Collect every line in the entries below that contains the word "beetle", and copy each of those lines unchanged.

(Stored entries)
— Begin —
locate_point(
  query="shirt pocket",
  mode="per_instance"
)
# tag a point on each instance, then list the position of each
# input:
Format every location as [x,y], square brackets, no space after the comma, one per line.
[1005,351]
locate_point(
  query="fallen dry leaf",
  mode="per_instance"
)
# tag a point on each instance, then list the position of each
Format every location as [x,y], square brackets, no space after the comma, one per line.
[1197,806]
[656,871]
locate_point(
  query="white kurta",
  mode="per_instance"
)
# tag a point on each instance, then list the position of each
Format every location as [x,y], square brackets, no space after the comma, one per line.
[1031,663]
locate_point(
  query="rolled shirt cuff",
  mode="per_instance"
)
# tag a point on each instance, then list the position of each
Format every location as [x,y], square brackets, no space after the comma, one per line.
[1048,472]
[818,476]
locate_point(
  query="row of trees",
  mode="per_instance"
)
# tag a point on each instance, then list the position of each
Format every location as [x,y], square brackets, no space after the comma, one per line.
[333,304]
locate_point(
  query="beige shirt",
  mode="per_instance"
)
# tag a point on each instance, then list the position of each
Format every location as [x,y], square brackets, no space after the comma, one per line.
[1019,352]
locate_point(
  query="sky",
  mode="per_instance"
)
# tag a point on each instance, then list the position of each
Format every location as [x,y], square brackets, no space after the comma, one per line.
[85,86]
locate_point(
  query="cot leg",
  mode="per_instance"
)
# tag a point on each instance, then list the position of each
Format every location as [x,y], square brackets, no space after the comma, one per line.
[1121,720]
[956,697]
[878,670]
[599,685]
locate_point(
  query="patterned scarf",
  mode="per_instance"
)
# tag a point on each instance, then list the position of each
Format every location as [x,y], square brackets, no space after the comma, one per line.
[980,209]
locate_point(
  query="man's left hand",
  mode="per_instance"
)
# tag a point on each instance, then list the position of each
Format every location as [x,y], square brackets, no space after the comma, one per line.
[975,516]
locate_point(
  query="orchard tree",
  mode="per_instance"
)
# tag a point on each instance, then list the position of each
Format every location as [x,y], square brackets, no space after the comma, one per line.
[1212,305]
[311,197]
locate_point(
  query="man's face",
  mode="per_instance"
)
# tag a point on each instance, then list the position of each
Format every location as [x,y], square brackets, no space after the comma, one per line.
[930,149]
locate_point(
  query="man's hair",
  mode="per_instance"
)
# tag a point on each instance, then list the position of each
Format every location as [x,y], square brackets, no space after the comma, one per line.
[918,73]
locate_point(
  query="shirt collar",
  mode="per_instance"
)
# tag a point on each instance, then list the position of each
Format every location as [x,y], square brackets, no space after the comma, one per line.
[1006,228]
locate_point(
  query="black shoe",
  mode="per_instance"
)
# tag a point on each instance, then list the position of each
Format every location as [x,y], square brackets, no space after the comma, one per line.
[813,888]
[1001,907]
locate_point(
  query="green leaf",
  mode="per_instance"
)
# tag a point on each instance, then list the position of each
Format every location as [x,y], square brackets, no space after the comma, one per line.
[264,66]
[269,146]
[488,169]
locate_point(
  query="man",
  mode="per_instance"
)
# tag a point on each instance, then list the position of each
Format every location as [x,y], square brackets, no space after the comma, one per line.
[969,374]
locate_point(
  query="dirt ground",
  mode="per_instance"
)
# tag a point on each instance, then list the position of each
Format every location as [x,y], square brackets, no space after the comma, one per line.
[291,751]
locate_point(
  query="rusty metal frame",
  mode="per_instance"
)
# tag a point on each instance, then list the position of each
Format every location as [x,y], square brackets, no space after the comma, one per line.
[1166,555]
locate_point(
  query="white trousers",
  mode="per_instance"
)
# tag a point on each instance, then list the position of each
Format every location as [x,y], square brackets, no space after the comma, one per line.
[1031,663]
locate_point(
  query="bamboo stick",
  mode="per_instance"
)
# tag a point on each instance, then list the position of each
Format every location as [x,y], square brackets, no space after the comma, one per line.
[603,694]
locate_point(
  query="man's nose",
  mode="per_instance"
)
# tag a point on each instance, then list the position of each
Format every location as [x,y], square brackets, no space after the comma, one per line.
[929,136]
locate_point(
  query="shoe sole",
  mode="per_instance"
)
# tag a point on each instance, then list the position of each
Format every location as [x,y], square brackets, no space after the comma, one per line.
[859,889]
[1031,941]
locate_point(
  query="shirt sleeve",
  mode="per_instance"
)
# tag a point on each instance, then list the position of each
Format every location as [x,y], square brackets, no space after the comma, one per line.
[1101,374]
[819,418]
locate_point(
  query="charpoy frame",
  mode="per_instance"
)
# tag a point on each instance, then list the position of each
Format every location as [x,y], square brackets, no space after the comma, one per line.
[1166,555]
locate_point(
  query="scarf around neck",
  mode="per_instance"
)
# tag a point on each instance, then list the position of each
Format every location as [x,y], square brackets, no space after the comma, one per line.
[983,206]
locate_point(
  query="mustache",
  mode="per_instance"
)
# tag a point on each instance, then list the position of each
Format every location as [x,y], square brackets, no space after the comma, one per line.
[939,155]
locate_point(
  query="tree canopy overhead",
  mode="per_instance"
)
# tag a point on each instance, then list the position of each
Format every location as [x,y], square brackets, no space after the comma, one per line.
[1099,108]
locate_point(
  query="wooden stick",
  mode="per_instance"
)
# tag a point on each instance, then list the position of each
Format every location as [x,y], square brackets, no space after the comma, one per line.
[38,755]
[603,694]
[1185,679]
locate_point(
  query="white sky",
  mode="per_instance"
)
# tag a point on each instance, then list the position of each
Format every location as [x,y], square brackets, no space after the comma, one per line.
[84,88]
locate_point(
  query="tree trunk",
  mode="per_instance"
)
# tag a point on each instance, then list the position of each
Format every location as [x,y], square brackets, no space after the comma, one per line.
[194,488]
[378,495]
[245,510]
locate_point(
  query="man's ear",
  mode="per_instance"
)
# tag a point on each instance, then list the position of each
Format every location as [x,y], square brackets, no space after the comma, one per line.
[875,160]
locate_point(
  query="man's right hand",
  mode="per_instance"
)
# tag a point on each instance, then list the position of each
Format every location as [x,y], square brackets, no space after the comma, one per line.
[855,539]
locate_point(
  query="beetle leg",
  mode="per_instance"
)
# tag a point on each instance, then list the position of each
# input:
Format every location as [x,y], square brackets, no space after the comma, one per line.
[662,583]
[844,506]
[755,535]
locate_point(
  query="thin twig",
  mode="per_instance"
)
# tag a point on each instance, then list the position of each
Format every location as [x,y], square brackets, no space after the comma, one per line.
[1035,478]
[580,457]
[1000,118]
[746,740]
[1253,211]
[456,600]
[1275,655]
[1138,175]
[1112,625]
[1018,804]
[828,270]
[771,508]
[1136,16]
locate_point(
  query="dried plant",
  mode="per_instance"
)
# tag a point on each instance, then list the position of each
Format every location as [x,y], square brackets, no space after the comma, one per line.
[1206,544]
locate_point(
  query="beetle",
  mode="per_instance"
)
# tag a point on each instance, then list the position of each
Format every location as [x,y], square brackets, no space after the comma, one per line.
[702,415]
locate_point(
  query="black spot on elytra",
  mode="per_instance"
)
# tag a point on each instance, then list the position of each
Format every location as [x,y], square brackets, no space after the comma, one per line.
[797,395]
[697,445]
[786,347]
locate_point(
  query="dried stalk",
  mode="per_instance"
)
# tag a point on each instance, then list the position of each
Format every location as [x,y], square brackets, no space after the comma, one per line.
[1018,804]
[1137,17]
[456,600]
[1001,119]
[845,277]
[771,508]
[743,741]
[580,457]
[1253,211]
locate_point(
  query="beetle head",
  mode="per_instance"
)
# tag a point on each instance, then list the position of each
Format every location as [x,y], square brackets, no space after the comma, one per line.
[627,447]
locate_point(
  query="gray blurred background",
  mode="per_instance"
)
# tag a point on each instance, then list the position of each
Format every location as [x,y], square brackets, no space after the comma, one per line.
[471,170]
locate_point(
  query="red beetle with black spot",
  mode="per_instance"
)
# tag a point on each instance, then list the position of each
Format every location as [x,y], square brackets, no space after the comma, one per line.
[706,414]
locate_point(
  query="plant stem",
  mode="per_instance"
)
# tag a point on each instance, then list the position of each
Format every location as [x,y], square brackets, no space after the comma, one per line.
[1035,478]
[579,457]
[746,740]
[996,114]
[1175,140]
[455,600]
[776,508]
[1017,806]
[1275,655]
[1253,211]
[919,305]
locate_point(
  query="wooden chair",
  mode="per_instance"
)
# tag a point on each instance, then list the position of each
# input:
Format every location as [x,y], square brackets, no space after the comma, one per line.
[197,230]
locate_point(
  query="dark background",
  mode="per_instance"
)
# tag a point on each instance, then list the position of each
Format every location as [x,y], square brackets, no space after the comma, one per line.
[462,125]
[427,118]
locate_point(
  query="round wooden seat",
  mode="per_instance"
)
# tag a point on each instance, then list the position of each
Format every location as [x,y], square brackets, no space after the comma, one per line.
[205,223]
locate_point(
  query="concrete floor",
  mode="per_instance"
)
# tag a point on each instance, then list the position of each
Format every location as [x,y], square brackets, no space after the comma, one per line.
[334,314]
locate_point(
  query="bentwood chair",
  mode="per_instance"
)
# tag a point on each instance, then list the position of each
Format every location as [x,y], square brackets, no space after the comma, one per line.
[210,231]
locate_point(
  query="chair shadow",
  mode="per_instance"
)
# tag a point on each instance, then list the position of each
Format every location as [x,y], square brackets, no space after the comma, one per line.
— End —
> _Task output_
  query="beetle leg",
  query="beetle",
  query="beetle head",
  query="red beetle with black spot",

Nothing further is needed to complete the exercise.